-------- EXTRACTED TEXT

Teach your religious education students important lessons about the lives of the saints, add some traditional Halloween fun, and a CCD class becomes an October celebration for All Saints Day or All Souls Day.

Children of all ages will love walking through a saint graveyard in the dark, with a flashlight, scary music and sound effects, looking for the gravestone of a saint.

This Halloween activity is perfect for children old enough to read, and can be fun for kids as old as middle school.

Materials Needed for a Saint Graveyard

  • Poster board or cardboard
  • Black and gray crayons
  • Brown paper lunch bags
  • Goodie bags filled with candy
  • Flashlight
  • Tape
  • Scissors
  • Information about saints

Make Cardboard Gravestones

There should be one gravestone for each child in the class. If the class is small, there should be extra gravestones so it’s not too easy to find the saint gravestone they’re looking for.

Cut different shaped gravestones out of poster board or white cardboard. Make some with rounded tops, make some shaped like crosses, and others rectangles. Make some of them look old and authentic by cutting jagged corners off, to make it look like it’s broken.

With a black crayon, write the name of a saint in big letters. Below that, write something about the saint. For example: “Saint Francis of Assisi” “Was a friend of all God’s creations.”

Set the cardboard gravestones on a sidewalk or other rough surface. Using the sides of unwrapped gray and black crayons, rub lightly on the gravestone, covering it with crayoned texture marks to make it look like marble. Use a black crayon to draw on cracks, curlicues, “R.I.P” and other gravestone designs.

Attach Candy Bags to the Gravestones

Using double-sided tape or pieces of masking tape rolled, attach a brown lunch bag to each cardboard gravestone. In a separate clear plastic bag, make Halloween goodie bags full of candy and small Halloween trinkets and party favors and tie it shut with a twist-tie. Place a goodie bag in each lunch bag gravestone stand. The weight of the goodie bag will hold the bag in place and keep the saint gravestone in place.

----------------
-------- DATA EXTRACT

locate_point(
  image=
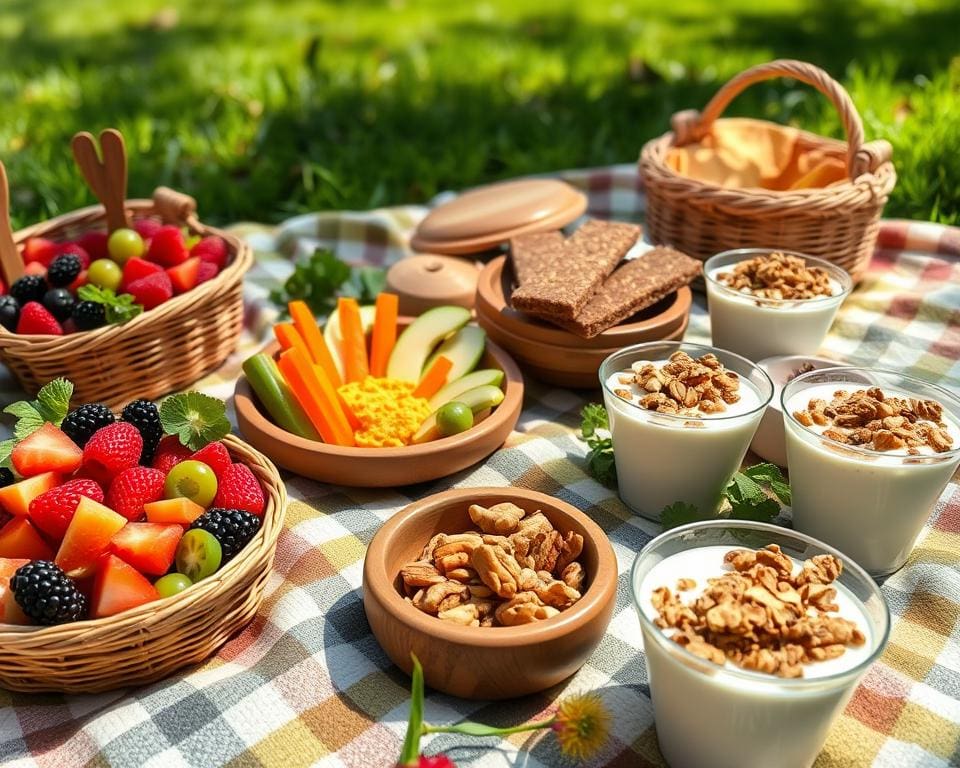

----------------

*WHAT THIS EXERCISE ASKS:*
[1] Translate this sentence from the saint graveyard instructions into Spanish: "This Halloween activity is perfect for children old enough to read, and can be fun for kids as old as middle school."
[2] Answer these questions using the saint graveyard instructions:
(a) What color crayon is used to write a saint's name on each gravestone?
(b) What should be done if the class is small?
(c) What keeps each saint gravestone in place?
[3] Proceed with the saint graveyard instructions from the point where they stop.
The material is separate from the saint graveyard instructions.

*ANSWERS PROVIDED:*
[1] Esta actividad de Halloween es perfecta para niños que ya tienen edad para leer, y puede ser divertida para chicos de hasta la escuela intermedia.

[2]
(a) Black.
(b) Extra gravestones should be made so that finding the right saint gravestone is not too easy.
(c) The weight of the goodie bag placed in the brown lunch bag holds the gravestone in place.

[3]
Set up Your Classroom Saint Graveyard

Set up the classroom saint graveyard with the children out of the room. Find a room in a basement or without many windows that can be darkened. Clear out a large section of the floor and set up the saint gravestones in random order. Leave enough room between gravestones so the children can walk among them.

Turn out the lights and play some scary music or Halloween sound effects.

The Saint Graveyard Activity

Bring the children into the graveyard, keeping the lights off or low. One by one, give each child the name of a saint. Give him a flashlight and have him walk through the “graveyard” looking for the gravestone of the saint he’s been assigned.

When he finds the saint’s gravestone, have him read to the class the name of the saint and what is written on the gravestone about him or her.

The child can then take the goodie bag out of the back of the gravestone and set the gravestone back down on the floor. He can hand the flashlight to the next child to find his saint.

A saint graveyard activity can be the activity that ties Halloween in to lessons about the saints and their lives and contributions. Depending on the class size and the children’s ages, the saint graveyard activity can be one of several religious Halloween activities for a CCD party.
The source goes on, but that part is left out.